● Record excerpts
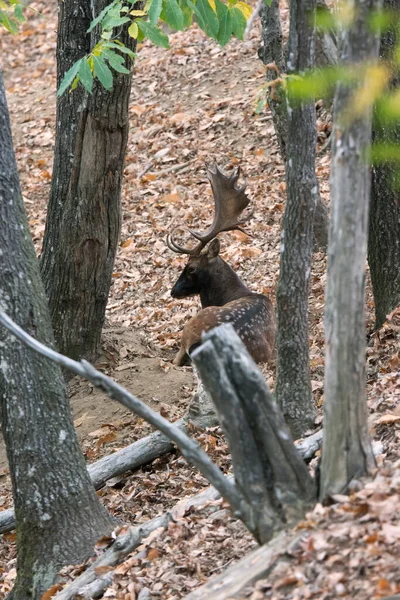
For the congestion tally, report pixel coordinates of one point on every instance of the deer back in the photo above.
(252, 317)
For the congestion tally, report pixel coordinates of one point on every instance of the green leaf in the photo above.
(18, 13)
(154, 11)
(122, 48)
(238, 23)
(154, 34)
(69, 77)
(133, 30)
(172, 14)
(110, 21)
(86, 75)
(206, 17)
(100, 17)
(225, 23)
(116, 61)
(187, 14)
(102, 72)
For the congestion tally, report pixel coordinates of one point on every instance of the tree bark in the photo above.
(384, 220)
(347, 451)
(293, 385)
(143, 452)
(84, 216)
(58, 514)
(272, 54)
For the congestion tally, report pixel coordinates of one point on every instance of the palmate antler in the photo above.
(230, 201)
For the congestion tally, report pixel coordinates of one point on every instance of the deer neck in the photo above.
(222, 286)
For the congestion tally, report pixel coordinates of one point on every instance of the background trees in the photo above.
(293, 385)
(84, 213)
(347, 449)
(252, 465)
(384, 220)
(58, 514)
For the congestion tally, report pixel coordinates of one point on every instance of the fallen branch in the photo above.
(256, 565)
(88, 585)
(189, 448)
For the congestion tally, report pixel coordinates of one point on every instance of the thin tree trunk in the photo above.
(84, 216)
(293, 386)
(58, 514)
(347, 451)
(271, 53)
(384, 220)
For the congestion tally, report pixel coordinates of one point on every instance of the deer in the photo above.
(223, 295)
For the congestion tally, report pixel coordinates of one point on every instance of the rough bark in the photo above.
(269, 473)
(89, 582)
(384, 220)
(189, 447)
(293, 385)
(271, 53)
(326, 42)
(142, 453)
(58, 514)
(84, 216)
(347, 451)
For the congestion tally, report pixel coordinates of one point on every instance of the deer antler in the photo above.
(229, 200)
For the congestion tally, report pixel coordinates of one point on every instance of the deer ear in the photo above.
(213, 248)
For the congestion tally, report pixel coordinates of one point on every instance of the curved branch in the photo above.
(189, 448)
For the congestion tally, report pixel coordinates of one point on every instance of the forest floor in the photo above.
(191, 104)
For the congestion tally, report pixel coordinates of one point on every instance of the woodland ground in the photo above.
(192, 103)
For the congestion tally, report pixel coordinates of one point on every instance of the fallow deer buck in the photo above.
(224, 297)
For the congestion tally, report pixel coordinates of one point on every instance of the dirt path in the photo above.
(195, 102)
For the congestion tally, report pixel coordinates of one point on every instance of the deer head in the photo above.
(205, 272)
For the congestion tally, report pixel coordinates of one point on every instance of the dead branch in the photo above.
(142, 453)
(256, 565)
(88, 584)
(189, 448)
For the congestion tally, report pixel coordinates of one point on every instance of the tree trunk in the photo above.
(58, 514)
(347, 451)
(384, 220)
(271, 53)
(84, 217)
(293, 385)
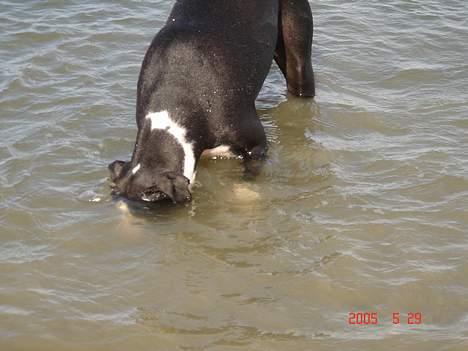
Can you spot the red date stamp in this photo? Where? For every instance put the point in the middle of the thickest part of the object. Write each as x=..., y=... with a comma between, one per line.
x=372, y=318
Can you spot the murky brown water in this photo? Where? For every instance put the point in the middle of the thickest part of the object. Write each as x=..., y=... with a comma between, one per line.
x=362, y=205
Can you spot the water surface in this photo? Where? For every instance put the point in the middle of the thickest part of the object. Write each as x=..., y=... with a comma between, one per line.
x=362, y=205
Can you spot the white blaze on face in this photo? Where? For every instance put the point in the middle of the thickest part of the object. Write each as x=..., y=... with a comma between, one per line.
x=161, y=120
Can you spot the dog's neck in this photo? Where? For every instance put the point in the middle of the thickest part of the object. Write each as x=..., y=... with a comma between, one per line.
x=162, y=145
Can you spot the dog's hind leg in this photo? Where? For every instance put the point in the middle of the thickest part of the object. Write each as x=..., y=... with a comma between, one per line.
x=294, y=46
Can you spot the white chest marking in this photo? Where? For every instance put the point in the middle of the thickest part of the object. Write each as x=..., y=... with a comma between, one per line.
x=161, y=120
x=136, y=169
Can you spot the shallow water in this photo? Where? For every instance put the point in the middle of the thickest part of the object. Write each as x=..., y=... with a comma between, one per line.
x=362, y=205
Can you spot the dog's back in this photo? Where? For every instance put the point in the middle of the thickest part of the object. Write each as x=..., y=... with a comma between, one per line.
x=219, y=51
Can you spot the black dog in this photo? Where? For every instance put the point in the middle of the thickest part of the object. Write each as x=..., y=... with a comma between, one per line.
x=198, y=84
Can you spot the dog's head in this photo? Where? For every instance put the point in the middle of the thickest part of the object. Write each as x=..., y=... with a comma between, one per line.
x=146, y=184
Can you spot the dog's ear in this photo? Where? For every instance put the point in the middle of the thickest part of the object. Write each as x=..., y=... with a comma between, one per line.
x=115, y=169
x=175, y=186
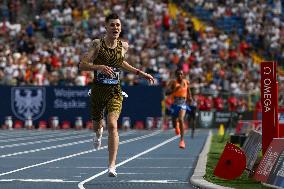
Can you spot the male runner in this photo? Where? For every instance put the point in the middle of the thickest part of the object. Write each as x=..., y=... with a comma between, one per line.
x=106, y=57
x=180, y=91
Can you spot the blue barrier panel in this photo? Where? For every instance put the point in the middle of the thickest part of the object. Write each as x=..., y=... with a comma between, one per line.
x=67, y=103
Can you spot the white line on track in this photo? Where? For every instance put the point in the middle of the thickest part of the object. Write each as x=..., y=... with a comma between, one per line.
x=46, y=140
x=38, y=180
x=48, y=148
x=81, y=184
x=39, y=137
x=156, y=181
x=25, y=133
x=78, y=154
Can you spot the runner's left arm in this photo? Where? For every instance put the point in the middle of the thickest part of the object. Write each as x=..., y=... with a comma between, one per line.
x=189, y=96
x=127, y=67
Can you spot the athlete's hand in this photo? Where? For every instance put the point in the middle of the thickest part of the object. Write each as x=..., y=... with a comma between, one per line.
x=148, y=77
x=105, y=70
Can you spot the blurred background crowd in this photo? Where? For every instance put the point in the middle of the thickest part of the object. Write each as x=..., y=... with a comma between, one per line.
x=217, y=43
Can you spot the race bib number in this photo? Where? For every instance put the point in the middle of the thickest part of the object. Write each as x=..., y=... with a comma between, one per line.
x=179, y=100
x=106, y=79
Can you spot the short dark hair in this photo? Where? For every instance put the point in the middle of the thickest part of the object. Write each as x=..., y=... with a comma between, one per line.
x=111, y=16
x=178, y=70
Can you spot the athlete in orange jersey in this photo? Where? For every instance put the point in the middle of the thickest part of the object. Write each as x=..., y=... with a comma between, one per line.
x=180, y=91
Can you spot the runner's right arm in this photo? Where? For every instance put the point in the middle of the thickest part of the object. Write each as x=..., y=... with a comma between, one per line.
x=170, y=88
x=86, y=63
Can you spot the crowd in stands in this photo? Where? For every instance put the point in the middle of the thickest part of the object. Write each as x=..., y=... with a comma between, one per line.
x=41, y=42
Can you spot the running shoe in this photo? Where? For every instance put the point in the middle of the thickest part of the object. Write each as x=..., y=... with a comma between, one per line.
x=177, y=129
x=182, y=144
x=112, y=172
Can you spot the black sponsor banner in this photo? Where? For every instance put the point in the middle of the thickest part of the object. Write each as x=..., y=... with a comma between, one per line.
x=276, y=177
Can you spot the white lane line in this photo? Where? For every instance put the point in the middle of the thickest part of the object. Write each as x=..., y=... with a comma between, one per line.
x=46, y=141
x=38, y=180
x=23, y=134
x=78, y=154
x=50, y=140
x=81, y=184
x=47, y=148
x=144, y=167
x=156, y=181
x=38, y=137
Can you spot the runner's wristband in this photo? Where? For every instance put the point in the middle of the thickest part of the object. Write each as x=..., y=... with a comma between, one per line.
x=138, y=72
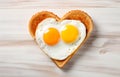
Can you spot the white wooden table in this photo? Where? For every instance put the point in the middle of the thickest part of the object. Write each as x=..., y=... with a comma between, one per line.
x=20, y=56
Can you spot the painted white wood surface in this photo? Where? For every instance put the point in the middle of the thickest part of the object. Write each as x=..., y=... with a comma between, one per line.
x=20, y=56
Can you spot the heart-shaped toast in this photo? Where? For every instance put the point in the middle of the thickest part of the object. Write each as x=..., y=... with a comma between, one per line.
x=71, y=15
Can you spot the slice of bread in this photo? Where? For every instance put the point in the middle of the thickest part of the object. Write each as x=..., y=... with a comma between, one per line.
x=71, y=15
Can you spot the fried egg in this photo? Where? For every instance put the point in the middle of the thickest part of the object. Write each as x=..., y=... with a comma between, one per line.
x=60, y=39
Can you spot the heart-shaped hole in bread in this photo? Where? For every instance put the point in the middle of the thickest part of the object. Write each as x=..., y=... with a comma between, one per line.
x=71, y=15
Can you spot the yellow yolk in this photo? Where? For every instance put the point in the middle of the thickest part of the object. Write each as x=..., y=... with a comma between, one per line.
x=51, y=36
x=69, y=34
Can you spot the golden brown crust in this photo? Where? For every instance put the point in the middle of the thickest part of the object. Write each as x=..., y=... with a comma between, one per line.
x=71, y=15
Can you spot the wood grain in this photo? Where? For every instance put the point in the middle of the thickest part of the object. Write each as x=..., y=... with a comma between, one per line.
x=21, y=57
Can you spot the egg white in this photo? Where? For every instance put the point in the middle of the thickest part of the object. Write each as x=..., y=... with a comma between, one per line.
x=61, y=50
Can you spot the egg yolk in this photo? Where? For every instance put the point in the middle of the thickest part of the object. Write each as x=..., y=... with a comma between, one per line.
x=69, y=34
x=51, y=36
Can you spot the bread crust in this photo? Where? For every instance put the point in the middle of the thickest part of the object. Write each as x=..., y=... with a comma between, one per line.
x=71, y=15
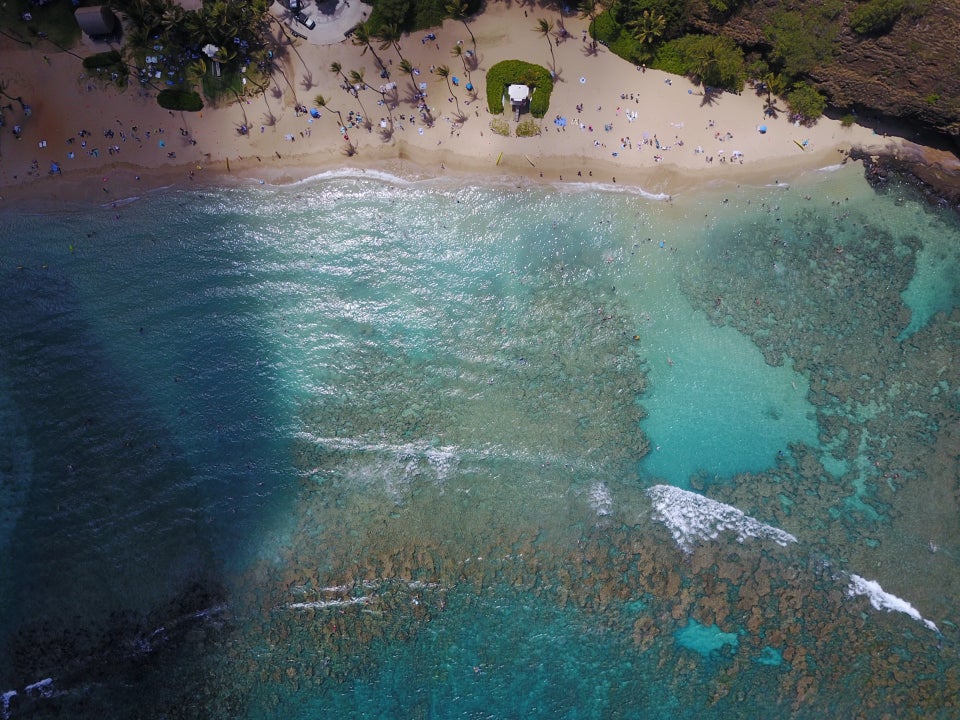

● Your goal
Could you give back the records starting at the line with "Can you spot the water" and ending at the line with "x=162, y=145", substituting "widest" for "thickest" and leaving everything else untouched?

● Final result
Can you spot the water surface in this photo? Where? For every instance put the point in the middle of the widest part of the object. Write each as x=..., y=... with a comma between, one per line.
x=362, y=205
Can you spot the white blaze on face in this photo? Where? For every instance put the point in the middle of the widest part of the object. Write each as x=..., y=... with a comma between, one per line.
x=161, y=120
Can you spot the dog's neck in this photo? Where? For every instance put the point in the middle of the widest part of the object. Write each as x=..., y=... with a comma between, one per line.
x=162, y=145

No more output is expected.